### [課題の説明]
「Identify a point for each instance of the wood grain」を含む行からリストの最後までの行を、両端も含め指示文ごと書き直し、解答の座標の数値すべてに-17を加えてもらえますか？

### [データ抜粋]
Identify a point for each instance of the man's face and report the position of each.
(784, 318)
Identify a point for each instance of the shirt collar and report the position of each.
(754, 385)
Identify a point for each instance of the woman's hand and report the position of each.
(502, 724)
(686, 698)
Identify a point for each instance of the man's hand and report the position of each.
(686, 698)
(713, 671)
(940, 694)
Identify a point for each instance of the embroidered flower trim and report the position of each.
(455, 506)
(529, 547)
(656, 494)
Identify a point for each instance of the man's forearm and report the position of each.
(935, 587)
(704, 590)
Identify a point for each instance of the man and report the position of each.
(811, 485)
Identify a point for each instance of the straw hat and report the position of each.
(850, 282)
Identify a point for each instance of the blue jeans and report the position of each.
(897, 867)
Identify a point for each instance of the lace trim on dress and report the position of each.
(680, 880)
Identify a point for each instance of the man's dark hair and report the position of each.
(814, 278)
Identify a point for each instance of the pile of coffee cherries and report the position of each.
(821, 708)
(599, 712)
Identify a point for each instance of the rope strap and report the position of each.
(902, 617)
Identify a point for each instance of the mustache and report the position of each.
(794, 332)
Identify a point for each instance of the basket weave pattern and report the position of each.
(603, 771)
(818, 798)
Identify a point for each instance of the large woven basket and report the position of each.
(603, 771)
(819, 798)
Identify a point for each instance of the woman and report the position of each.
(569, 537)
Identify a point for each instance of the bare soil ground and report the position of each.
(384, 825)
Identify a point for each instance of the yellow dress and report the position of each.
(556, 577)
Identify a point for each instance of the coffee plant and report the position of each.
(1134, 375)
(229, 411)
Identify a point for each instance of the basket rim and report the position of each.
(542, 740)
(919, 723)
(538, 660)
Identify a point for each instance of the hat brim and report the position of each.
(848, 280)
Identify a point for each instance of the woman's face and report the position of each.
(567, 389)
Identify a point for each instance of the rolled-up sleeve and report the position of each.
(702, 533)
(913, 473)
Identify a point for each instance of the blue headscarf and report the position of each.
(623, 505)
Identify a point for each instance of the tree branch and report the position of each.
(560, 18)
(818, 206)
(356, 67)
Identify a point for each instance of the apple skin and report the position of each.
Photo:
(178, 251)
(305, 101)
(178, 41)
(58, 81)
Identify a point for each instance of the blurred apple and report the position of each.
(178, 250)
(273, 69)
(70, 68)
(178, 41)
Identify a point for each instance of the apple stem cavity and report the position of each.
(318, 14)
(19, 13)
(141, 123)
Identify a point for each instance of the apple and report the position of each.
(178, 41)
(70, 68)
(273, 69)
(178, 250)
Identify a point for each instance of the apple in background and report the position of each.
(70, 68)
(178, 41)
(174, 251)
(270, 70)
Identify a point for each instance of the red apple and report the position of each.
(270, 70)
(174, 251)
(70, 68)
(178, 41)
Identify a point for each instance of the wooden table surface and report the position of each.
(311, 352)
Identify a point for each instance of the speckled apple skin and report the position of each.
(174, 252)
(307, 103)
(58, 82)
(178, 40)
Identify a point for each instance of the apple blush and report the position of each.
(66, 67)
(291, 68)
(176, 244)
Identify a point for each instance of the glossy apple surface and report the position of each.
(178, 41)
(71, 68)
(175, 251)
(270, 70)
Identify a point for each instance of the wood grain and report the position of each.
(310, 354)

### [課題への解答]
Identify a point for each instance of the wood grain and report the position of each.
(293, 337)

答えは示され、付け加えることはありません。